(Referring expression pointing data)
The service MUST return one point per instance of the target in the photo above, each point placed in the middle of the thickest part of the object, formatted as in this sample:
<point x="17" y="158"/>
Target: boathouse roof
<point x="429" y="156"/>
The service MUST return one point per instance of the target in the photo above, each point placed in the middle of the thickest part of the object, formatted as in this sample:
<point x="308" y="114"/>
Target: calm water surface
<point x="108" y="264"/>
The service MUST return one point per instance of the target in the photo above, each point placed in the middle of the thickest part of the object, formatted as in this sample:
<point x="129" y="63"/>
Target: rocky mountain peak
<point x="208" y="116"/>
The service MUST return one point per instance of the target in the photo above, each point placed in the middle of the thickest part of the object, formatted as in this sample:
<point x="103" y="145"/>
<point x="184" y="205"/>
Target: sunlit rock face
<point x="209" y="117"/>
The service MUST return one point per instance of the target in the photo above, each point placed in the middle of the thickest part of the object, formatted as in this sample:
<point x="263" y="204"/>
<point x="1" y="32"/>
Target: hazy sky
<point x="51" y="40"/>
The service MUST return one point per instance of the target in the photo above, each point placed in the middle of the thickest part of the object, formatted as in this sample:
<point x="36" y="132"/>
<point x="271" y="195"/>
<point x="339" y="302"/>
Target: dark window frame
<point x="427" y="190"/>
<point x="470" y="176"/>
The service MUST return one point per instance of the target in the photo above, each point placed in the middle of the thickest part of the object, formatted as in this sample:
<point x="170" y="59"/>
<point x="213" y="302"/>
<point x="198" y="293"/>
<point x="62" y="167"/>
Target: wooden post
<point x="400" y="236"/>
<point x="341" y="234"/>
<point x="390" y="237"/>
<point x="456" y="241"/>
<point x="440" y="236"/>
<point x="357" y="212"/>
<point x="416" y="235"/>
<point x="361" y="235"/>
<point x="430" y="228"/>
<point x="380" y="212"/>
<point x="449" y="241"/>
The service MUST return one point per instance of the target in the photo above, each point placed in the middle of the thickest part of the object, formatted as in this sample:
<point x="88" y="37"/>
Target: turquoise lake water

_TASK GOAL_. Exact repetition of every entry in the data is required.

_WRITTEN REPLY_.
The service MUST return one point per instance of the target in the photo above, each point placed in the middle of the thickest part of the object, formatted as in this sample:
<point x="17" y="158"/>
Target: boathouse roof
<point x="429" y="156"/>
The service MUST return one point per instance of the target in the photo above, each point placed in the middle of the thickest part of the object, formatted as in this sample:
<point x="308" y="114"/>
Target: calm water surface
<point x="108" y="264"/>
The service MUST return one point per instance of the target in the photo above, each point placed in the middle of the thickest part of the object, formatted as in this sample:
<point x="129" y="63"/>
Target: rocky mountain peak
<point x="208" y="116"/>
The service MUST return one point per instance of the target in the photo above, each point placed in the middle of the thickest part of the object, formatted as in this sample:
<point x="103" y="145"/>
<point x="184" y="205"/>
Target: sunlit rock face
<point x="209" y="117"/>
The service MUST return one point per instance of the target in the photo above, each point placed in the middle of the thickest part of the object, formatted as in this sample:
<point x="263" y="204"/>
<point x="1" y="32"/>
Target: hazy sky
<point x="51" y="40"/>
The service MUST return one point per instance of the target in the photo above, each point placed in the middle of the thickest part of the object, formatted as in this sample:
<point x="36" y="132"/>
<point x="271" y="195"/>
<point x="339" y="302"/>
Target: dark window frame
<point x="427" y="190"/>
<point x="470" y="176"/>
The service MUST return one point per instance of the target in the photo above, each point placed in the middle of the thickest part of the object, formatted as in this sample:
<point x="170" y="59"/>
<point x="213" y="302"/>
<point x="198" y="293"/>
<point x="62" y="167"/>
Target: wooden post
<point x="400" y="236"/>
<point x="341" y="234"/>
<point x="390" y="237"/>
<point x="456" y="241"/>
<point x="440" y="236"/>
<point x="357" y="212"/>
<point x="416" y="235"/>
<point x="361" y="235"/>
<point x="430" y="228"/>
<point x="380" y="212"/>
<point x="449" y="241"/>
The service MUST return one point per instance of the target in the photo above, each point placed in the middle of the thickest part of the object, formatted as in this sample:
<point x="88" y="37"/>
Target: turquoise lake water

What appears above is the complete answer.